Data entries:
'''

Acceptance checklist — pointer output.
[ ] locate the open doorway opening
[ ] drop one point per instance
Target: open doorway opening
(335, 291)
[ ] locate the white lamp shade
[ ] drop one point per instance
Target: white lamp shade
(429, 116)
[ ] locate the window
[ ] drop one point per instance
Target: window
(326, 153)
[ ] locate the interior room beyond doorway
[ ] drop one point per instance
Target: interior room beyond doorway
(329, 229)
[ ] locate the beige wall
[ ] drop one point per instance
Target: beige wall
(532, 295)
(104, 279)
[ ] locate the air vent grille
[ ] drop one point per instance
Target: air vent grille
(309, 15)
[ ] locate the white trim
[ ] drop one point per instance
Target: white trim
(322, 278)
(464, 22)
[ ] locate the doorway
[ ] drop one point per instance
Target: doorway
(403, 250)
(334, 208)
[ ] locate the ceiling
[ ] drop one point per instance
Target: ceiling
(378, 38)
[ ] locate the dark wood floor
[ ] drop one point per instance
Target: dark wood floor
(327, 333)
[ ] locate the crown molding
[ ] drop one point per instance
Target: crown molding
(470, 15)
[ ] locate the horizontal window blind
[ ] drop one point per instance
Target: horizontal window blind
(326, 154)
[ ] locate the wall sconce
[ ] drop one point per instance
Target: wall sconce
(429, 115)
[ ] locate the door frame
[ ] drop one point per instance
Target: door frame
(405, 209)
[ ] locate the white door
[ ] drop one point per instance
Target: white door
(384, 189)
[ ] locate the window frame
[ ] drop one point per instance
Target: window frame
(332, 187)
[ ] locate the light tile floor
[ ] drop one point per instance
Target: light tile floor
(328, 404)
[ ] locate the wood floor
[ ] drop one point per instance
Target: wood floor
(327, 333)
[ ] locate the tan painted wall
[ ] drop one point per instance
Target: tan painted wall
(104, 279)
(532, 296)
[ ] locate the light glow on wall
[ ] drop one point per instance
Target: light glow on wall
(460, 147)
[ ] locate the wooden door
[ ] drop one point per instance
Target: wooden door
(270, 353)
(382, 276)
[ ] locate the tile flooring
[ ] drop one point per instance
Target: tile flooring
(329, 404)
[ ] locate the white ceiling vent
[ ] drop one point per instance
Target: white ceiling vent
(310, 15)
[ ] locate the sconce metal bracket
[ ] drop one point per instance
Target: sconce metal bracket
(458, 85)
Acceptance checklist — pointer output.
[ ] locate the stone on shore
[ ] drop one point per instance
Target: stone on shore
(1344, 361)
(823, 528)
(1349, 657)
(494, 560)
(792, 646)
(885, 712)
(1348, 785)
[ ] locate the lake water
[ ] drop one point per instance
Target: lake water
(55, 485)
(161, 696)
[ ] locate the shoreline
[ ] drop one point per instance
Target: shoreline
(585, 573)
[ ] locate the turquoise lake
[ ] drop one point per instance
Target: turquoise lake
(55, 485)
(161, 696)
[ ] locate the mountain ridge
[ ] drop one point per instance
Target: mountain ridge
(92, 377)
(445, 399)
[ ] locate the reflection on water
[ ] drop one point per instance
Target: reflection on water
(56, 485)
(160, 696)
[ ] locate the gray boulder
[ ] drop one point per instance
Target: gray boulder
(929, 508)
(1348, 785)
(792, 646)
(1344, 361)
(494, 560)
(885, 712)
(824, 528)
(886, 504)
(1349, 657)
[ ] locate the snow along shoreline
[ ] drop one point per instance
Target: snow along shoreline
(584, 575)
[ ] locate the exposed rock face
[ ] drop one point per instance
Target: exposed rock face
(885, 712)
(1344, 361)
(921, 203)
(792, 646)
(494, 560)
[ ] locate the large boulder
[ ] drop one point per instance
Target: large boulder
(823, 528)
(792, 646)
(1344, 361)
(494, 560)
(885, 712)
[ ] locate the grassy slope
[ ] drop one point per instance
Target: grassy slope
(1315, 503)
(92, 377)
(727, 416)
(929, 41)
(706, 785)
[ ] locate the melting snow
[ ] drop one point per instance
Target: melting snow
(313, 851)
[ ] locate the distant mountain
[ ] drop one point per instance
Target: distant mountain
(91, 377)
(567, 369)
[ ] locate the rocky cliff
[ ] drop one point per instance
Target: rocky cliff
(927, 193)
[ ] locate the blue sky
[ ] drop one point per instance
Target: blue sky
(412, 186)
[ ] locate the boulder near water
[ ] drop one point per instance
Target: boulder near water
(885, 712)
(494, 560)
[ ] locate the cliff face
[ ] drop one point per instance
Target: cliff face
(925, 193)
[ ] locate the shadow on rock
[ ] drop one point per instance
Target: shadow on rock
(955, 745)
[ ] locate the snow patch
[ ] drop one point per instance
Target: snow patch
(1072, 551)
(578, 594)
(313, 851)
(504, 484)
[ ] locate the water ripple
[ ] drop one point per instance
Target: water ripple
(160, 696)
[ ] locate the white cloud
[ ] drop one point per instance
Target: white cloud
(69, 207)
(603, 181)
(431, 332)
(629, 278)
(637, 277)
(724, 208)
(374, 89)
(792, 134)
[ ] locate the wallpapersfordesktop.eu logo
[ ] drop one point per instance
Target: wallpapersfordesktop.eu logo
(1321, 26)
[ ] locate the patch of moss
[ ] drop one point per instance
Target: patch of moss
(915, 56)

'''

WORK REQUEST: Send back all the records above word for word.

SOLUTION FOR THIS EXERCISE:
Acceptance checklist — pointer output.
[ ] locate the open doorway opening
[ ] drop one point per instance
Target: open doorway opening
(335, 291)
[ ] locate the white lamp shade
[ ] drop one point per instance
Target: white lamp shade
(429, 116)
[ ] locate the window
[ ] drop one point per instance
Target: window
(326, 153)
[ ] locate the interior room beyond doorway
[ ] drop one point per instance
Target: interior room beyond doorway
(329, 229)
[ ] locate the beige wall
[ ] drop one point per instance
Target: beige wall
(532, 295)
(104, 279)
[ ] locate the air vent grille
[ ] drop one point per instance
Target: air vent grille
(309, 15)
[ ] locate the white trim
[ ] drop one point per instance
Target: white trim
(322, 278)
(464, 22)
[ ] locate the doorway
[ ] drop one point per instance
Target: doorway
(403, 250)
(334, 208)
[ ] locate the ceiling
[ ] drop one point per instance
Target: ceiling
(378, 38)
[ ] locate the dark wood floor
[ ] drop one point per instance
Target: dark wood floor
(327, 333)
[ ] locate the crown molding
[ ] drop one point per instance
Target: crown molding
(470, 15)
[ ] locate the horizontal window blind
[ ] drop one point per instance
Target: horizontal window blind
(326, 154)
[ ] locate the wall sconce
[ ] drop one point per instance
Target: wall sconce
(429, 115)
[ ] locate the door frame
[ ] drop one point per instance
Target: door frame
(405, 209)
[ ] locate the white door
[ ] drop one point per instance
Target: white door
(384, 189)
[ ] locate the window frame
[ ] drop one point per instance
Target: window frame
(332, 187)
[ ] locate the light tile floor
[ ] drop one point per instance
Target: light tile floor
(328, 404)
[ ] locate the wood floor
[ ] drop one point per instance
Target: wood floor
(327, 333)
[ ] locate the tan painted wall
[ ] drop one point per instance
Target: tan painted wall
(104, 279)
(532, 296)
[ ] locate the light glow on wall
[ ] drop one point per instance
Target: light glow on wall
(460, 147)
[ ] locate the wooden door
[ ] drop one point per instance
Target: wooden door
(270, 353)
(382, 276)
[ ] locate the tile flooring
[ ] drop one point per instance
Target: tile flooring
(329, 404)
[ ] locate the white ceiling vent
[ ] drop one point per instance
Target: white ceiling vent
(310, 15)
[ ] locate the sconce metal bracket
[ ] drop one point per instance
Target: sconce metal bracket
(458, 85)
Acceptance checklist — pointer output.
[ ] locate the stone on shore
[ ] drop one point per instance
Target: stone on shore
(1344, 361)
(823, 528)
(1349, 657)
(494, 560)
(792, 646)
(885, 712)
(1348, 785)
[ ] locate the lake water
[ ] drop one point per instance
Target: lake water
(55, 485)
(161, 696)
[ ] locate the shoreline
[ ] drop one point per instance
Target: shoreline
(585, 573)
[ ] locate the turquoise lake
[ ] drop one point per instance
Target: turquoise lake
(55, 485)
(161, 696)
[ ] locate the mountain ridge
[ ] drop one point per instance
Target: mountain ridge
(92, 377)
(445, 399)
[ ] locate the reflection on water
[ ] drop one point per instance
Target: reflection on water
(56, 485)
(160, 696)
[ ] locate the gray boulder
[ ] drop one point per instance
Target: gray boulder
(929, 508)
(1348, 785)
(792, 646)
(1344, 361)
(494, 560)
(885, 712)
(824, 528)
(886, 504)
(1349, 657)
[ ] locate the snow along shoreline
[ ] drop one point per instance
Target: snow along shoreline
(584, 575)
[ ] locate the exposed rock face
[ ] drop one point per instance
Target: exposed rock face
(885, 712)
(1344, 361)
(921, 203)
(792, 646)
(494, 560)
[ ] locate the large boulder
[ ] drop one point per instance
Target: large boulder
(823, 528)
(792, 646)
(1344, 361)
(494, 560)
(885, 712)
[ ] locate the grassy slope
[ ] drop one point per instance
Target: grassy slope
(1315, 503)
(92, 377)
(727, 416)
(929, 41)
(706, 785)
[ ] locate the melting snow
[ ] drop one point per instance
Target: melting snow
(313, 851)
[ ] locate the distant mountain
[ ] drop one point per instance
Target: distant mountain
(91, 377)
(567, 369)
[ ] locate the rocky cliff
[ ] drop one point per instance
Target: rocky cliff
(927, 193)
[ ] locate the blue sky
[ ] drop one point per instance
Target: blue sky
(412, 186)
[ ] locate the boulder near water
[ ] drop one point per instance
Target: boulder near water
(885, 712)
(494, 560)
[ ] locate the cliff face
[ ] drop one point per instance
Target: cliff face
(925, 193)
[ ] locate the shadow on rock
[ ] drop one point per instance
Target: shadow on rock
(955, 745)
[ ] locate the snow patch
[ ] drop one point per instance
Target: snow patch
(1072, 551)
(578, 594)
(313, 851)
(504, 484)
[ ] locate the water ripple
[ ] drop one point per instance
Target: water ripple
(160, 696)
[ ] locate the white cloud
[ ] drop one point per instance
Target: white cloud
(69, 207)
(603, 181)
(431, 332)
(629, 278)
(637, 277)
(724, 208)
(374, 89)
(792, 134)
[ ] locate the wallpapersfordesktop.eu logo
[ ] drop one point per instance
Target: wallpapersfordesktop.eu logo
(1321, 26)
[ ] locate the patch of moss
[ ] drop one point per instance
Target: patch of moss
(915, 56)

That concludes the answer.